Texto proporcionado ->
****************************************

El problema con esta concepción es que no considera las aportaciones de la ciencia. Por eso pienso que el “caer en la cuenta” antropológico de la existencia de personas homosexuales no es un asunto anecdótico. En la Iglesia tenemos que confrontarnos con esta mutación de conciencia colectiva y dejar de atribuirla exclusivamente a una presunta degeneración cultural. Este debate se está dando en la mayor parte de las iglesias cristianas. Si algunas personas son sencillamente homosexuales y este hecho no obedece ni al pecado, ni al desorden, ni al vicio, ni a fracasos de los papás ni a injerencias de espíritus malignos, entonces tendremos que enfrentar con nuevas respuestas la cuestión de la diversidad sexual y ofrecer una nueva aproximación teológica a esta realidad.

****************************************

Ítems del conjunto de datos
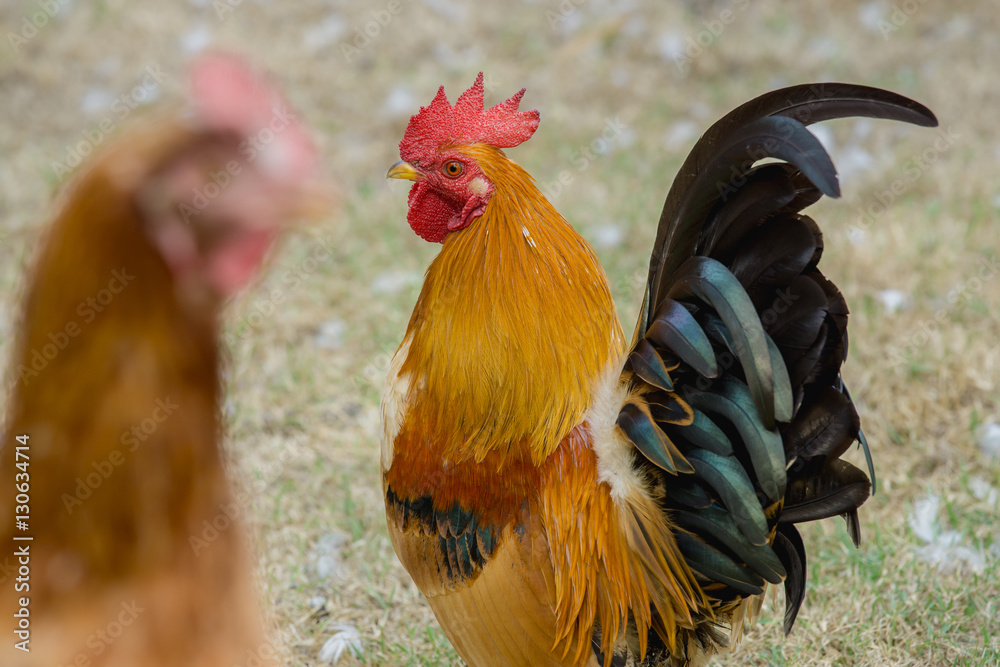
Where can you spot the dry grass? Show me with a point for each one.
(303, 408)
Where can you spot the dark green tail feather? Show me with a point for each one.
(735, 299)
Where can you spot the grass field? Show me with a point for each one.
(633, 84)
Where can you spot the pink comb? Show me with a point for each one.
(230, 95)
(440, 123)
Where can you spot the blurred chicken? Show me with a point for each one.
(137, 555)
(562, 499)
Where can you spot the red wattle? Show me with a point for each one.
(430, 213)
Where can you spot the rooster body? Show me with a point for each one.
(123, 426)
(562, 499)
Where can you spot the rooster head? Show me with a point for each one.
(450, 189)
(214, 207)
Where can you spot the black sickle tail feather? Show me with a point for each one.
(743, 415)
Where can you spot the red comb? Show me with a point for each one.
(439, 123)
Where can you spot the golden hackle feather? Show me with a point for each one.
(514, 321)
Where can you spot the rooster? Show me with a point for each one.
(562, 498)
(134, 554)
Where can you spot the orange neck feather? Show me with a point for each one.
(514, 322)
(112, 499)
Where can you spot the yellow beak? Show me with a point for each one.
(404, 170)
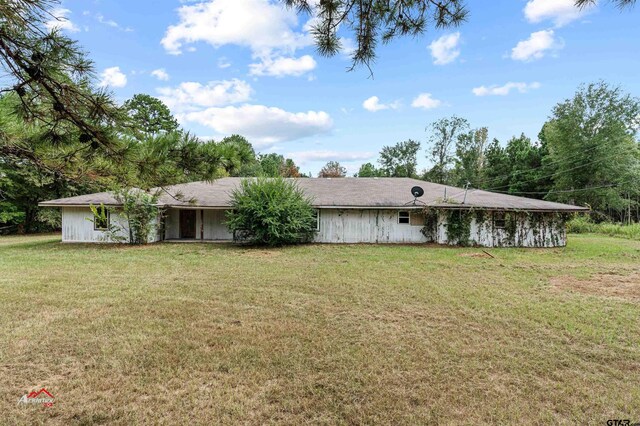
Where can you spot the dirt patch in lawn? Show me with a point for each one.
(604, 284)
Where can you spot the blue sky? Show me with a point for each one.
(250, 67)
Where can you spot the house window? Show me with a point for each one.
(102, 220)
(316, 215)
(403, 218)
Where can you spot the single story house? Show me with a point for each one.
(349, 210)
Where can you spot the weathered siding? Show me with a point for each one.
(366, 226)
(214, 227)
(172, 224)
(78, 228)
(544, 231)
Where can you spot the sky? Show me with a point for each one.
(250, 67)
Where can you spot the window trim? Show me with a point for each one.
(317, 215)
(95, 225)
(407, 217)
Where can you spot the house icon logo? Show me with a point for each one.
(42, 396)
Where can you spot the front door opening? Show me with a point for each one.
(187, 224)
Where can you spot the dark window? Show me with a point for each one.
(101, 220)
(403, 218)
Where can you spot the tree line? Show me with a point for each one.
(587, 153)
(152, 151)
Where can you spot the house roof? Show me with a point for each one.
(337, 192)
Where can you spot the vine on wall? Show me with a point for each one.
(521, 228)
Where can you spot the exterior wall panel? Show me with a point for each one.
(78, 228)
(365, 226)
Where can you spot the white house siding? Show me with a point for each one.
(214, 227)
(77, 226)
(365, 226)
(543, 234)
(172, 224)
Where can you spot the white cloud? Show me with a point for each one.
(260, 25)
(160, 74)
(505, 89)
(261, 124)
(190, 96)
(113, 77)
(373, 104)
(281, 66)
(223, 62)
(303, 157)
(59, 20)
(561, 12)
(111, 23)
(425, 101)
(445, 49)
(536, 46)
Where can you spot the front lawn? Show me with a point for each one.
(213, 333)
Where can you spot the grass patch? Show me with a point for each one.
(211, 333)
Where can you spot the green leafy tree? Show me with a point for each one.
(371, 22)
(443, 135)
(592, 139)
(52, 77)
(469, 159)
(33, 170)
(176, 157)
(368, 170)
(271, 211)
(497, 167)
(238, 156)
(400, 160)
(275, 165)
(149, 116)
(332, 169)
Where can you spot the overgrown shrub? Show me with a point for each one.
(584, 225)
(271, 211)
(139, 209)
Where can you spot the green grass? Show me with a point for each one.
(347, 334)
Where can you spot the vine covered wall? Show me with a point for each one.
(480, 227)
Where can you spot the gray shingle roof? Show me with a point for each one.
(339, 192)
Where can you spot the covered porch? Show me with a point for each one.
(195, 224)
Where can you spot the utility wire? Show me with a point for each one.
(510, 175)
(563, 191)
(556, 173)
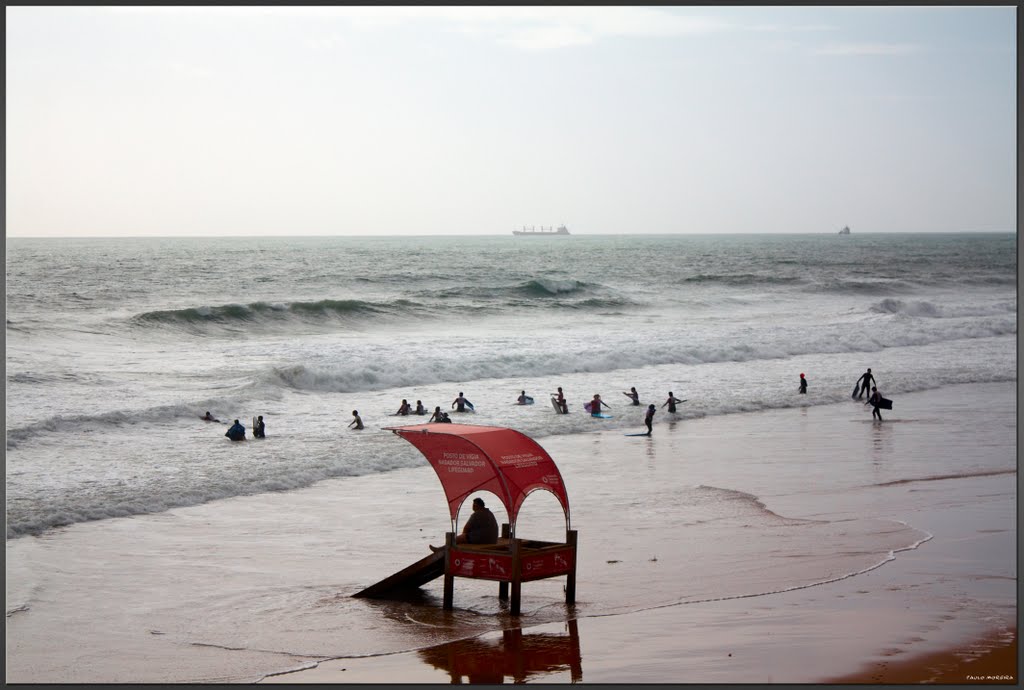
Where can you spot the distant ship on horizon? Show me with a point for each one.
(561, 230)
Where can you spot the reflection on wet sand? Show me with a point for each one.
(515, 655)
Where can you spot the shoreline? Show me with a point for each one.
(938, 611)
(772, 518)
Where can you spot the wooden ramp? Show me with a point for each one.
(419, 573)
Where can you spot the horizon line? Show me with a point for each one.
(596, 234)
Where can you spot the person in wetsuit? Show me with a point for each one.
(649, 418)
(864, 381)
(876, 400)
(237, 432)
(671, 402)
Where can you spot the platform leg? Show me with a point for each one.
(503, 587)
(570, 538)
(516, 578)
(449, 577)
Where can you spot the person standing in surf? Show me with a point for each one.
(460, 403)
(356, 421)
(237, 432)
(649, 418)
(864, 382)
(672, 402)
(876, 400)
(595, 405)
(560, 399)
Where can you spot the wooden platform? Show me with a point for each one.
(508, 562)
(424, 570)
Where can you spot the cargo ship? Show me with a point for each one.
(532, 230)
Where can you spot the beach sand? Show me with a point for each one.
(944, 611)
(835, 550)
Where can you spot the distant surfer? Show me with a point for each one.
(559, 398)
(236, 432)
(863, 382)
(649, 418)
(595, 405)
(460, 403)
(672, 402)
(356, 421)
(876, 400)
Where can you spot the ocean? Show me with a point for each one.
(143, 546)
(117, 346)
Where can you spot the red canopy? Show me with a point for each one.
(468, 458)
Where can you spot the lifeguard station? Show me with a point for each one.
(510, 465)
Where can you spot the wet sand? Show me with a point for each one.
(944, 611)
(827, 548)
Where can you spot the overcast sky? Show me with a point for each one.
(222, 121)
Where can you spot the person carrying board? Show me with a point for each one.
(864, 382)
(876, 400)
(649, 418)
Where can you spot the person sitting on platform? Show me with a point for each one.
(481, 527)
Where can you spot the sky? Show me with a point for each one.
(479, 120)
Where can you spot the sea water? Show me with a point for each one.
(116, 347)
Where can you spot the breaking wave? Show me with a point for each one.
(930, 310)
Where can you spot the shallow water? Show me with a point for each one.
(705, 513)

****************************************

Tarea 1 -> Enumera las causas que, según el texto sobre la Iglesia y la diversidad sexual, no explican que algunas personas sean homosexuales.
Tarea 2 -> Prosigue el texto sobre la Iglesia y la diversidad sexual a partir de su última oración.
Los registros no intervienen en este ejercicio.

Resultado 1 ->
- El pecado
- El desorden
- El vicio
- Los fracasos de los papás
- Las injerencias de espíritus malignos

Resultado 2 ->
A nada de eso colabora la marcha promovida por el Frente Nacional por la Familia, que a duras penas trata de ocultar bajo el argumento de defensa de la familia su objetivo fundamental: Que el derecho de las personas no heterosexuales a casarse y a formar una familia sea reconocido por el Estado. Lamento que la Comisión Permanente de la Conferencia del Episcopado Mexicano se haya unido a esta convocatoria y la promueva. No todos en la Iglesia estamos de acuerdo en que el reconocimiento de las uniones entre personas homosexuales sea un ataque a la familia, ni compartimos la creencia de una especie de conspiración internacional que trata de pervertir a niños y niñas. Por eso no marché.